## Problem requirements
Write out the data below in full, please. Keep every character as given.

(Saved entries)

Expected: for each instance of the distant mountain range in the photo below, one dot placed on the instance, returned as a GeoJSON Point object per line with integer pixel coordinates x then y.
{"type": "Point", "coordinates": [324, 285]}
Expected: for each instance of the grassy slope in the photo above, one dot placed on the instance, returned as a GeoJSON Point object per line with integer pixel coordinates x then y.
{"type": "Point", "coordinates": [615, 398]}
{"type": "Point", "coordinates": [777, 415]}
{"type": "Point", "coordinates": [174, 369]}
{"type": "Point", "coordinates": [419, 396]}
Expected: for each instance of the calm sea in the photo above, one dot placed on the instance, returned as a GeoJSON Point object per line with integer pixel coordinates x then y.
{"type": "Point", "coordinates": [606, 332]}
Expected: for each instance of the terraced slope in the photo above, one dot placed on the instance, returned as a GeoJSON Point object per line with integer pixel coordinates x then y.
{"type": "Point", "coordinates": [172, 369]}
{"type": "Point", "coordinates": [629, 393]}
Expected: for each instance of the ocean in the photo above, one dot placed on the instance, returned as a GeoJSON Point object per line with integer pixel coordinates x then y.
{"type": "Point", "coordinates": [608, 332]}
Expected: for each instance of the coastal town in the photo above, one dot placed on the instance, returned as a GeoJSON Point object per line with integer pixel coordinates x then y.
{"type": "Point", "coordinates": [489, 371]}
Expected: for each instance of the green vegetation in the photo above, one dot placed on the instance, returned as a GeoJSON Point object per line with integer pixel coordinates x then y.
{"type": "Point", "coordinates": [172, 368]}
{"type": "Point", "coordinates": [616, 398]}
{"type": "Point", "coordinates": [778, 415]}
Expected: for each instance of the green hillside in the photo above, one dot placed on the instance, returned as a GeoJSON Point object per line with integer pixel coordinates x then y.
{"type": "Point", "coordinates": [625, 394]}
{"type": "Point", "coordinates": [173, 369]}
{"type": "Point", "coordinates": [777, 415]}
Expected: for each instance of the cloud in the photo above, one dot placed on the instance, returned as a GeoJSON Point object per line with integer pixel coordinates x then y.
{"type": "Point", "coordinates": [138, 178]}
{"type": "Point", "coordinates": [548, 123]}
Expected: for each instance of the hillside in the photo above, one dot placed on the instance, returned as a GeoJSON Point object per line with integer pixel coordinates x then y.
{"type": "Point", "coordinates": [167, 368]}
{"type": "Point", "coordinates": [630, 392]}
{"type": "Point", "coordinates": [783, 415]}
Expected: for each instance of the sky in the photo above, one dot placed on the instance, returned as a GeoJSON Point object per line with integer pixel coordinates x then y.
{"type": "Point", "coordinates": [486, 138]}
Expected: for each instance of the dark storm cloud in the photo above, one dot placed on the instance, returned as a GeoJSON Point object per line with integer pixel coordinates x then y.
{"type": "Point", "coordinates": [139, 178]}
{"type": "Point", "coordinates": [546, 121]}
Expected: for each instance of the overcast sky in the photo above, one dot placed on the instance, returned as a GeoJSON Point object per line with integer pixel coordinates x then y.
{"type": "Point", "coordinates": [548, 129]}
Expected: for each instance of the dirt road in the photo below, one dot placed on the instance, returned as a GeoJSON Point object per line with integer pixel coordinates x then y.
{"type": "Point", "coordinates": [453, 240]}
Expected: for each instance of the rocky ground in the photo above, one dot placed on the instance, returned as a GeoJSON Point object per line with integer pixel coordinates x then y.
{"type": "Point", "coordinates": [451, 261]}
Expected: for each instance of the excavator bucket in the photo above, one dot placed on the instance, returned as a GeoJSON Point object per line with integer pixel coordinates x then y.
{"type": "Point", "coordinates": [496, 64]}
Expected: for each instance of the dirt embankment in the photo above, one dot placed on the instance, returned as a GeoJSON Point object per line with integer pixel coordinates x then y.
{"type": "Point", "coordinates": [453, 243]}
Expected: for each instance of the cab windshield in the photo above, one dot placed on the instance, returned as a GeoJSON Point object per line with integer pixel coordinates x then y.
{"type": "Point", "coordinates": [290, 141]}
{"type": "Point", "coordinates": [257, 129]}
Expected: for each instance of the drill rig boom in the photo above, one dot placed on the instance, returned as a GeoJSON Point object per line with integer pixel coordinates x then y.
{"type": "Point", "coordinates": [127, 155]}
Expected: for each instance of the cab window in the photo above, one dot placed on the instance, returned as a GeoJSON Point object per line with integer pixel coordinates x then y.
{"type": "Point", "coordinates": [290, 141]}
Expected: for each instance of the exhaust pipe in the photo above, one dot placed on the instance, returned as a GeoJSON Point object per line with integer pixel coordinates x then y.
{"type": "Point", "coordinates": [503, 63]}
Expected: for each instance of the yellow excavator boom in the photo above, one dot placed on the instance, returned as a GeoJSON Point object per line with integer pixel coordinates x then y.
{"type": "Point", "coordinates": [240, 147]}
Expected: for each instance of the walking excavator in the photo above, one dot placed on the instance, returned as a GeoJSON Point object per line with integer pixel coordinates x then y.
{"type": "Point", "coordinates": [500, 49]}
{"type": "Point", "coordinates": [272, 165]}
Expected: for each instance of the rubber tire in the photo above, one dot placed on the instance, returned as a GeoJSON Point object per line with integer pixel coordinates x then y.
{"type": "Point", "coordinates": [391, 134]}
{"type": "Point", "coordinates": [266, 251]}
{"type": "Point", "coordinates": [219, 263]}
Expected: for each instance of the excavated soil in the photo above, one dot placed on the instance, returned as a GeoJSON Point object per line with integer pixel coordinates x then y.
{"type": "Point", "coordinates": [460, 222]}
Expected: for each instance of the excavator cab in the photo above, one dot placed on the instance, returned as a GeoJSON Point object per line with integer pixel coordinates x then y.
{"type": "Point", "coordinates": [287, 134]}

## Response
Expected: for each instance of the distant mountain range in the photo below, one dot placed on the instance, returned as a GeoJSON Point object per line with integer pixel coordinates x then y.
{"type": "Point", "coordinates": [324, 285]}
Expected: for each instance of the grassy slope in the photo above, one dot placed on the instance, returned as a GeoJSON Point object per line with integer pixel coordinates x then y.
{"type": "Point", "coordinates": [615, 398]}
{"type": "Point", "coordinates": [777, 415]}
{"type": "Point", "coordinates": [174, 369]}
{"type": "Point", "coordinates": [419, 396]}
Expected: for each instance of the calm sea in the photo above, one dot placed on the instance, returned as a GeoJSON Point object per line with integer pixel coordinates x then y.
{"type": "Point", "coordinates": [606, 332]}
Expected: for each instance of the terraced slope in the photo above, one dot placed on the instance, returned as a GeoJSON Point object per line with integer pixel coordinates x then y.
{"type": "Point", "coordinates": [172, 369]}
{"type": "Point", "coordinates": [629, 393]}
Expected: for each instance of the ocean in the photo above, one dot placed on the instance, returned as a GeoJSON Point object per line with integer pixel coordinates x then y.
{"type": "Point", "coordinates": [608, 332]}
Expected: for each instance of the coastal town in the photo above, one dot placed on the instance, returned as a GeoJSON Point object per line with integer pixel coordinates x then y.
{"type": "Point", "coordinates": [489, 371]}
Expected: for each instance of the green vegetation in the photo above, one dot placed on the instance, returned as a GeoJSON Point object per line with integer pixel coordinates x then y.
{"type": "Point", "coordinates": [172, 368]}
{"type": "Point", "coordinates": [616, 398]}
{"type": "Point", "coordinates": [778, 415]}
Expected: for each instance of the green hillside in the photo above, one dot placed on the instance, returned as a GeoJSON Point object per line with integer pixel coordinates x then y.
{"type": "Point", "coordinates": [625, 394]}
{"type": "Point", "coordinates": [173, 369]}
{"type": "Point", "coordinates": [777, 415]}
Expected: for each instance of the cloud in the photo above, one dot placed on the instance, returned as a GeoJSON Point object per line with integer pixel coordinates x then y.
{"type": "Point", "coordinates": [138, 178]}
{"type": "Point", "coordinates": [548, 123]}
Expected: for each instance of the hillside in the photo above, one dot placed on the instance, returned as a GeoJSON Point object per line with integer pixel coordinates x then y.
{"type": "Point", "coordinates": [167, 368]}
{"type": "Point", "coordinates": [630, 392]}
{"type": "Point", "coordinates": [783, 415]}
Expected: for each instance of the sky in the photo above, one dot placed on the instance, returned as a GeoJSON Point object per line with integer pixel coordinates x then y.
{"type": "Point", "coordinates": [486, 138]}
Expected: for each instance of the dark storm cloud in the photo above, one dot placed on the instance, returned as a GeoJSON Point object per line with integer pixel coordinates x then y.
{"type": "Point", "coordinates": [139, 178]}
{"type": "Point", "coordinates": [546, 121]}
Expected: for each instance of the overcast sky in the photo above, one dot placed on the instance, returned as a GeoJSON Point object per line with integer pixel coordinates x then y.
{"type": "Point", "coordinates": [548, 129]}
Expected: for each instance of the dirt road in the photo below, one dot placed on the instance, returned as a GeoJSON Point object per line with integer pixel coordinates x then y.
{"type": "Point", "coordinates": [453, 240]}
Expected: for each instance of the rocky ground in the photo above, one dot placed on the instance, returned as a GeoJSON Point object per line with integer pixel coordinates x then y.
{"type": "Point", "coordinates": [451, 261]}
Expected: for each instance of the excavator bucket in the photo above, one dot placed on the instance, returned as a GeoJSON Point object per line with integer pixel coordinates x then y.
{"type": "Point", "coordinates": [496, 64]}
Expected: for each instance of the dirt embankment in the photo above, one dot placed on the instance, returned as a GeoJSON Point object per line with integer pixel coordinates x then y.
{"type": "Point", "coordinates": [453, 243]}
Expected: for each instance of the cab windshield in the photo above, one dot placed on the instance, returned as a GeoJSON Point object per line with integer pixel coordinates x then y.
{"type": "Point", "coordinates": [290, 141]}
{"type": "Point", "coordinates": [257, 129]}
Expected: for each instance of the drill rig boom in the photo above, one dot placed on the instance, returned as a GeoJSON Point object per line with integer pixel coordinates x then y.
{"type": "Point", "coordinates": [127, 155]}
Expected: for each instance of the cab window in the photo above, one dot placed on the instance, returned as a GeoJSON Point object per line with integer pixel coordinates x then y.
{"type": "Point", "coordinates": [290, 141]}
Expected: for each instance of the exhaust pipe in the photo above, one dot placed on the instance, returned as a GeoJSON Point object per line with integer pixel coordinates x then y.
{"type": "Point", "coordinates": [503, 63]}
Expected: for each instance of the yellow excavator boom in the photo above, one dot placed on the instance, returned as a GeoJSON Point object per line with integer pixel coordinates x then y.
{"type": "Point", "coordinates": [240, 147]}
Expected: for each instance of the walking excavator in the photo above, one dot placed on the instance, returned as a GeoJSON Point object per line with integer pixel coordinates x then y.
{"type": "Point", "coordinates": [500, 49]}
{"type": "Point", "coordinates": [272, 165]}
Expected: for each instance of the rubber tire in the photo above, one dot placed on the instance, returned as a GeoJSON Point object per line with integer pixel coordinates x then y.
{"type": "Point", "coordinates": [391, 134]}
{"type": "Point", "coordinates": [266, 251]}
{"type": "Point", "coordinates": [219, 263]}
Expected: for each instance of the excavated soil in the photo above, one dot placed on the instance, returned as a GeoJSON Point object per line with integer pixel coordinates x then y.
{"type": "Point", "coordinates": [460, 222]}
Expected: for each instance of the excavator cab in the photo above, one dot placed on the instance, returned as a GeoJSON Point object per line with integer pixel coordinates x then y.
{"type": "Point", "coordinates": [287, 134]}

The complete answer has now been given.